[PROVIDED ENTRIES Boundary: Start]

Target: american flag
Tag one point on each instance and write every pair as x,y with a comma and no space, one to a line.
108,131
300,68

[PROVIDED ENTRIES Boundary: End]
[PROVIDED ENTRIES Boundary: Start]

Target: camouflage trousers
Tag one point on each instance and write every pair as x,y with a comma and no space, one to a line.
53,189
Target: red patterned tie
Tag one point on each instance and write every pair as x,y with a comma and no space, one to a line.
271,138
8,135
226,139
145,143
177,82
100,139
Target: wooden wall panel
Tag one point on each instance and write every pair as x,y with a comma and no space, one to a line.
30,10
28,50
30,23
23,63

[PROVIDED ENTRIES Boundary: End]

For every line of the material that holds the word "Target", make a copy.

#### ANSWER FOR THE TASK
Target: american flag
Target: camouflage trousers
Target: red patterned tie
Target: wooden wall panel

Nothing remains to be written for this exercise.